Exercise inputs —
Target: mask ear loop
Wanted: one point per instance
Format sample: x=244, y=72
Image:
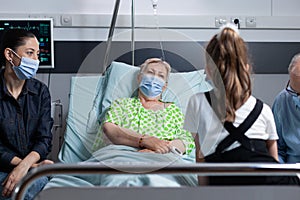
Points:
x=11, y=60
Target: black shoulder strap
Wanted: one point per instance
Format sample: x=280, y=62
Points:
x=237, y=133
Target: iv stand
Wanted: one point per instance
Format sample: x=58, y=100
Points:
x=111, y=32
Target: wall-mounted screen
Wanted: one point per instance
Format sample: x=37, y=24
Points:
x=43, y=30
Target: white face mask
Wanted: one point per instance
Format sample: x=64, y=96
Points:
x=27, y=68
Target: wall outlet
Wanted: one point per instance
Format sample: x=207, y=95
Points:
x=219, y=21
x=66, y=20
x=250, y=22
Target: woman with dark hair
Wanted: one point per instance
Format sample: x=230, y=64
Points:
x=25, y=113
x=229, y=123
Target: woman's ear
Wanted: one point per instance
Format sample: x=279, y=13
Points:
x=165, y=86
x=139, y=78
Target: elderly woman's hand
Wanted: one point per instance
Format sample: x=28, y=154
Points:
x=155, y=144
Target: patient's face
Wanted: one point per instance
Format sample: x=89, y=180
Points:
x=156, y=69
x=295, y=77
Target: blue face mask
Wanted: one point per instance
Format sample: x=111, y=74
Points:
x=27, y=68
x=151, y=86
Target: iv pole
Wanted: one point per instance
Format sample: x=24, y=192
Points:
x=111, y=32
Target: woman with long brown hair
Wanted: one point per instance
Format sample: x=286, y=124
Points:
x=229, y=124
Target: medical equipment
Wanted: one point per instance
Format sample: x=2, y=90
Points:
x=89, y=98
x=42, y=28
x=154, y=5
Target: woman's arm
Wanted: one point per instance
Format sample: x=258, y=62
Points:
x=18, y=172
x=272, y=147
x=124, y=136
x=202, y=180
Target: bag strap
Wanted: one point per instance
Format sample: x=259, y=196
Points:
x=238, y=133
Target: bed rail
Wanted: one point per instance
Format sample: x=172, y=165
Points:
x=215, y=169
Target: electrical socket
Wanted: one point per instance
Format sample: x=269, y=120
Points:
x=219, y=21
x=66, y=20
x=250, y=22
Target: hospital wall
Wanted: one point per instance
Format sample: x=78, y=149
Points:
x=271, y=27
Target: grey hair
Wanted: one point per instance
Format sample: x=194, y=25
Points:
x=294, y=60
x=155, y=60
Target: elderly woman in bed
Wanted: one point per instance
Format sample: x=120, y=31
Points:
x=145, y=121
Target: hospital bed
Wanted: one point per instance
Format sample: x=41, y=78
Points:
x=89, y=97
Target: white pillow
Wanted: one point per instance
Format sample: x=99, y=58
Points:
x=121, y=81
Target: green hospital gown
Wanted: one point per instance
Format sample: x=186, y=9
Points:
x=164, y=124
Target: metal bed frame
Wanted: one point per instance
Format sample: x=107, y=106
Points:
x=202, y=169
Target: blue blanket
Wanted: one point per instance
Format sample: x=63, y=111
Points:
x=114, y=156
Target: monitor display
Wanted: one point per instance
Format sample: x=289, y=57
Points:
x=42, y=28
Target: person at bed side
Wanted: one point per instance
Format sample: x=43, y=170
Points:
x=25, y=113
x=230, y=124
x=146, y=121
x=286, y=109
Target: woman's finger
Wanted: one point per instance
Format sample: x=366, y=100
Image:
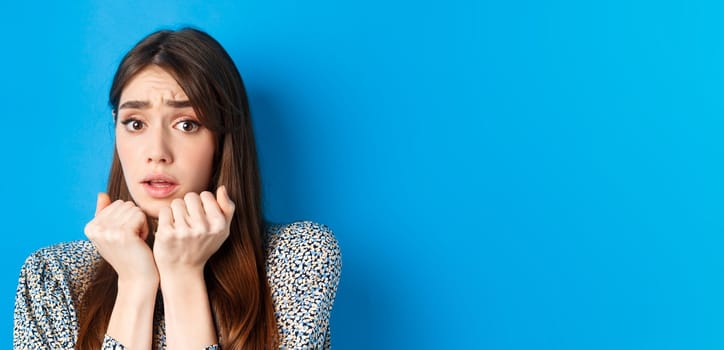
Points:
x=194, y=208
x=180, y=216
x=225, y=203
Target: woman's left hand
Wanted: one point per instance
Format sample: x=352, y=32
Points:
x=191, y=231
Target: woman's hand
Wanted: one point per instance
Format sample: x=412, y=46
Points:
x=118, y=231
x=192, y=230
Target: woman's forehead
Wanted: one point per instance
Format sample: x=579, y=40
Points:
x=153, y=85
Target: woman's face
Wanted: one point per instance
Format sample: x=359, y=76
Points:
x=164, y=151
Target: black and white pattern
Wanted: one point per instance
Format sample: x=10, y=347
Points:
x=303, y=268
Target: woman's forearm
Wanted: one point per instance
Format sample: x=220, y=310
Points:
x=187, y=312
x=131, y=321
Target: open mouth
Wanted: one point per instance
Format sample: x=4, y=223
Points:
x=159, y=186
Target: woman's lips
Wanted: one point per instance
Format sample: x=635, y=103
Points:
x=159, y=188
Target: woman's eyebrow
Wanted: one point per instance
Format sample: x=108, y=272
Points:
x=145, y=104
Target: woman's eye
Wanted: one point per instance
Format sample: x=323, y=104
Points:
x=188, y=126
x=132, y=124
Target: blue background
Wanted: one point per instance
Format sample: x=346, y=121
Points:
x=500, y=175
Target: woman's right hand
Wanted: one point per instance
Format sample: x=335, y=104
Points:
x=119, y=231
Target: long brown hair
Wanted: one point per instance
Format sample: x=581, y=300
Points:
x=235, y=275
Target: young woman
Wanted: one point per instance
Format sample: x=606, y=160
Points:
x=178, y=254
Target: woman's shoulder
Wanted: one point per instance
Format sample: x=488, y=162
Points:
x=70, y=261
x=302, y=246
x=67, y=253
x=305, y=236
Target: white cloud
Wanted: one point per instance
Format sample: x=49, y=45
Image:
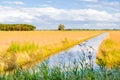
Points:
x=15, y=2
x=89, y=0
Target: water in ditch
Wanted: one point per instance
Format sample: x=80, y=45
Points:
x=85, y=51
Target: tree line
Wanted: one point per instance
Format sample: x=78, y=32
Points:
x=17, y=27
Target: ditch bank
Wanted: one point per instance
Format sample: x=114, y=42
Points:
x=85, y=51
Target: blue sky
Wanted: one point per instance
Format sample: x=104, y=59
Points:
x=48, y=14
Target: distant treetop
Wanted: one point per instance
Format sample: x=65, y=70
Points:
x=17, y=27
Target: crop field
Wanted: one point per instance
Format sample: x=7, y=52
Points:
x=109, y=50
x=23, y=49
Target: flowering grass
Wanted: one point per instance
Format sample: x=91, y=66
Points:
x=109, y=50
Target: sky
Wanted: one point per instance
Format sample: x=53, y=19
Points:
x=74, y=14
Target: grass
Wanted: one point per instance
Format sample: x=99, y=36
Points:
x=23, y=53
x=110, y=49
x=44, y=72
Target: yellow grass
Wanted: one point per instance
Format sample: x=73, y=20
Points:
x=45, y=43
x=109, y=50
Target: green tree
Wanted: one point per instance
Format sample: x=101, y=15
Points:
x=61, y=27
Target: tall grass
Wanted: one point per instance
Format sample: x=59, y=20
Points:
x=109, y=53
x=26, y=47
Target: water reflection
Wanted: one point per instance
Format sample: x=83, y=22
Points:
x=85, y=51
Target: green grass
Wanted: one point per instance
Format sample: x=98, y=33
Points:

About this task —
Above are the records; copy every line in them that holds the word "elderly".

Written answer —
Target: elderly woman's hand
Target: elderly woman in bed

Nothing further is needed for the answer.